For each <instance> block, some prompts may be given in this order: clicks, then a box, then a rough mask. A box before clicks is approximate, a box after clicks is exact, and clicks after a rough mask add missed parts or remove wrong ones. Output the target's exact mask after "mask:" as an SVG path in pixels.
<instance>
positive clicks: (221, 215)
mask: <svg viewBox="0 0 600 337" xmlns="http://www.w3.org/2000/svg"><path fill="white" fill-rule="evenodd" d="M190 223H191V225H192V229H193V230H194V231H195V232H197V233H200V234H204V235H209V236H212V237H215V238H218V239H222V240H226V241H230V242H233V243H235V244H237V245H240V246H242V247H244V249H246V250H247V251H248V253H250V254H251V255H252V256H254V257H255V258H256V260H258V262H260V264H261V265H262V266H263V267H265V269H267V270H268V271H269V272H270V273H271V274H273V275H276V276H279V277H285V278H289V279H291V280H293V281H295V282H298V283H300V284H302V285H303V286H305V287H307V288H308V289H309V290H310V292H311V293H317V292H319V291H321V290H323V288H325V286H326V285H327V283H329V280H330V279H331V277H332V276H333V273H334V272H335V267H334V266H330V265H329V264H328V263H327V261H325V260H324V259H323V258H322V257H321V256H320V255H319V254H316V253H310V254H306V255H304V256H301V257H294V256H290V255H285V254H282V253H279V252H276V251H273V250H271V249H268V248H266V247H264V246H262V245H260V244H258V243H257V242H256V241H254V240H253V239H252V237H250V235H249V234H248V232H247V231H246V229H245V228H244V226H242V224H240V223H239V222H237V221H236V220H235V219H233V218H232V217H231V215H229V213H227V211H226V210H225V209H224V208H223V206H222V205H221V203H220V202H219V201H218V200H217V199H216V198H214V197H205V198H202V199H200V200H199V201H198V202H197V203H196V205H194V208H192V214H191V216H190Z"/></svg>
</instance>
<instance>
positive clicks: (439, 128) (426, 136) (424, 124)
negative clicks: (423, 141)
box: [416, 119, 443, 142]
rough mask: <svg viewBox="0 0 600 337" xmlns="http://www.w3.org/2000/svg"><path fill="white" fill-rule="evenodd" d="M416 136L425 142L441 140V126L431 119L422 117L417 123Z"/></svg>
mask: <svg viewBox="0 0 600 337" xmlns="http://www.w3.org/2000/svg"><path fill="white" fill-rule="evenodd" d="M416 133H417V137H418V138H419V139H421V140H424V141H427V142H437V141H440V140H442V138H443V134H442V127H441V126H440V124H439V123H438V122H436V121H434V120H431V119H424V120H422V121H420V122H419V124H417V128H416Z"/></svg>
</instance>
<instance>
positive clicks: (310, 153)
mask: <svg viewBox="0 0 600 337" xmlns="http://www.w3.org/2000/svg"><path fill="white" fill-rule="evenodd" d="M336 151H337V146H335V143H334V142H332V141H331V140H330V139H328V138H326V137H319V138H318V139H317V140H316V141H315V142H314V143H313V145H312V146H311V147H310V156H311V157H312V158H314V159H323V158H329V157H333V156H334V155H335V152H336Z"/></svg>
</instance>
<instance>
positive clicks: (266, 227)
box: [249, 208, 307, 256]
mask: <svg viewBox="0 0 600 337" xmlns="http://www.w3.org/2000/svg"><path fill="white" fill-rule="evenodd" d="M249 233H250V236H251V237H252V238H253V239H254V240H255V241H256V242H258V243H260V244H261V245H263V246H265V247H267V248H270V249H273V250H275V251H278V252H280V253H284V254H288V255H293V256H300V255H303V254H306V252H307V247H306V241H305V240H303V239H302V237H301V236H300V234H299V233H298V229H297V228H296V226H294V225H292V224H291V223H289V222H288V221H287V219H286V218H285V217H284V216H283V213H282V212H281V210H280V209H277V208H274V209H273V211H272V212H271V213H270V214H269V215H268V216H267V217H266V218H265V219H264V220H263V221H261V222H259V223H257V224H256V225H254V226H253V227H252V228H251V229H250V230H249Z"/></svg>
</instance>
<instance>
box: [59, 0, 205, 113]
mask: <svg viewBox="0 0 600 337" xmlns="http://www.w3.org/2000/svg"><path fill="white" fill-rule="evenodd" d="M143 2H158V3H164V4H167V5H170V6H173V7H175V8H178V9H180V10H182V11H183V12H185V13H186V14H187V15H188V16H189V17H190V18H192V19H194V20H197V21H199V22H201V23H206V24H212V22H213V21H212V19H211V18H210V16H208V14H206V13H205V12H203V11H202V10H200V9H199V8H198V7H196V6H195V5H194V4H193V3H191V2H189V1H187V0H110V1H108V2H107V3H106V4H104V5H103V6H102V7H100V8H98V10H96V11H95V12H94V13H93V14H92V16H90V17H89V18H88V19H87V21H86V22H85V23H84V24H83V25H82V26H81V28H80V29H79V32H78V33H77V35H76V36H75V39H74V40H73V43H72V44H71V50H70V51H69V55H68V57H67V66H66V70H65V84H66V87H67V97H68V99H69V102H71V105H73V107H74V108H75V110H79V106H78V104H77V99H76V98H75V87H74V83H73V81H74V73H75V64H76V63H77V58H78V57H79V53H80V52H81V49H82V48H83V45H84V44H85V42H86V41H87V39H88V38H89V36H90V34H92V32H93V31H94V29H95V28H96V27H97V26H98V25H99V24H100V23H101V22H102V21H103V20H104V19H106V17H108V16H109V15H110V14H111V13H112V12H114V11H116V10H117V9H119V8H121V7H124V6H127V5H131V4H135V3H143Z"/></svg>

Your goal ▸ Show the data once more, exactly as it was written.

Answer to this task ▸
For each <instance> block, some prompts may be given in this order: clicks, then a box, then a rough mask. A box before clicks is approximate, a box after clicks is exact, and clicks after a rough mask add missed parts or remove wrong ones. Output the target's exact mask after "mask:" as an SVG path in pixels.
<instance>
positive clicks: (221, 215)
mask: <svg viewBox="0 0 600 337" xmlns="http://www.w3.org/2000/svg"><path fill="white" fill-rule="evenodd" d="M190 223H191V225H192V229H193V230H194V231H195V232H197V233H200V234H204V235H209V236H212V237H215V238H218V239H222V240H226V241H230V242H233V243H235V244H237V245H240V246H242V247H244V249H246V250H247V251H248V253H250V254H251V255H252V256H254V257H255V258H256V260H258V262H260V264H261V265H262V266H263V267H265V269H267V270H268V271H269V272H270V273H271V274H273V275H276V276H279V277H285V278H289V279H291V280H293V281H295V282H298V283H300V284H302V285H303V286H305V287H307V288H308V289H309V290H310V292H311V293H317V292H319V291H321V290H323V288H325V286H326V285H327V283H329V280H330V279H331V277H332V276H333V273H334V272H335V267H334V266H330V265H329V264H328V263H327V261H325V260H324V259H323V258H322V257H321V256H320V255H319V254H316V253H310V254H306V255H304V256H301V257H294V256H290V255H285V254H282V253H279V252H276V251H273V250H271V249H268V248H266V247H264V246H262V245H260V244H258V243H257V242H256V241H254V240H253V239H252V237H250V235H249V234H248V232H247V231H246V229H245V228H244V226H242V224H240V223H239V222H237V221H236V220H235V219H233V218H232V217H231V215H229V213H227V211H226V210H225V209H224V208H223V206H222V205H221V203H220V202H219V201H218V200H217V199H216V198H214V197H205V198H202V199H200V200H199V201H198V202H197V203H196V205H194V208H192V214H191V216H190Z"/></svg>
</instance>
<instance>
positive clicks: (439, 128) (426, 136) (424, 124)
negative clicks: (423, 141)
box: [416, 119, 443, 142]
rough mask: <svg viewBox="0 0 600 337" xmlns="http://www.w3.org/2000/svg"><path fill="white" fill-rule="evenodd" d="M416 136L425 142L441 140V126L431 119L422 117L417 123Z"/></svg>
mask: <svg viewBox="0 0 600 337" xmlns="http://www.w3.org/2000/svg"><path fill="white" fill-rule="evenodd" d="M416 133H417V137H418V138H419V139H421V140H424V141H427V142H437V141H440V140H442V138H443V134H442V127H441V126H440V124H439V123H438V122H436V121H434V120H431V119H424V120H422V121H420V122H419V124H417V128H416Z"/></svg>
</instance>
<instance>
positive clicks: (310, 153)
mask: <svg viewBox="0 0 600 337" xmlns="http://www.w3.org/2000/svg"><path fill="white" fill-rule="evenodd" d="M336 151H337V146H335V143H334V142H332V141H331V140H330V139H328V138H326V137H319V138H318V139H317V140H316V141H315V142H314V143H313V145H312V146H311V147H310V156H311V157H312V158H314V159H323V158H329V157H333V156H334V155H335V152H336Z"/></svg>
</instance>
<instance>
positive clicks: (266, 227)
box: [249, 208, 307, 256]
mask: <svg viewBox="0 0 600 337" xmlns="http://www.w3.org/2000/svg"><path fill="white" fill-rule="evenodd" d="M249 233H250V236H251V237H252V238H253V239H254V240H255V241H256V242H258V243H260V244H261V245H263V246H265V247H267V248H270V249H273V250H275V251H278V252H280V253H284V254H288V255H293V256H300V255H303V254H306V252H307V247H306V241H305V240H303V239H302V237H301V236H300V234H299V233H298V229H297V228H296V226H294V225H292V224H291V223H289V222H288V221H287V219H286V218H285V217H284V216H283V213H282V212H281V210H280V209H277V208H274V209H273V211H272V212H271V213H270V214H269V215H268V216H267V217H266V218H265V219H264V220H263V221H261V222H259V223H257V224H256V225H254V226H253V227H252V228H251V229H250V230H249Z"/></svg>
</instance>
<instance>
box: [59, 0, 205, 113]
mask: <svg viewBox="0 0 600 337" xmlns="http://www.w3.org/2000/svg"><path fill="white" fill-rule="evenodd" d="M143 2H158V3H164V4H167V5H170V6H173V7H175V8H178V9H180V10H182V11H183V12H185V13H186V14H187V15H188V16H189V17H190V18H192V19H194V20H197V21H199V22H201V23H206V24H212V22H213V21H212V19H211V18H210V16H208V14H206V13H205V12H203V11H202V10H200V9H199V8H198V7H196V6H195V5H194V4H193V3H191V2H189V1H187V0H110V1H108V2H107V3H106V4H104V5H103V6H102V7H100V8H98V10H96V11H95V12H94V13H93V14H92V16H90V17H89V18H88V19H87V21H86V22H85V23H84V24H83V25H82V26H81V28H80V29H79V32H78V33H77V35H76V36H75V39H74V40H73V43H72V44H71V50H70V51H69V55H68V57H67V66H66V70H65V84H66V87H67V97H68V99H69V102H71V105H73V107H74V108H75V110H79V106H78V104H77V99H76V98H75V87H74V83H73V81H74V73H75V64H76V63H77V58H78V57H79V53H80V52H81V49H82V48H83V45H84V44H85V42H86V41H87V39H88V38H89V36H90V34H92V32H93V31H94V29H95V28H96V27H97V26H98V25H99V24H100V23H101V22H102V21H103V20H104V19H106V17H108V16H109V15H110V14H111V13H112V12H114V11H116V10H117V9H119V8H121V7H124V6H127V5H131V4H135V3H143Z"/></svg>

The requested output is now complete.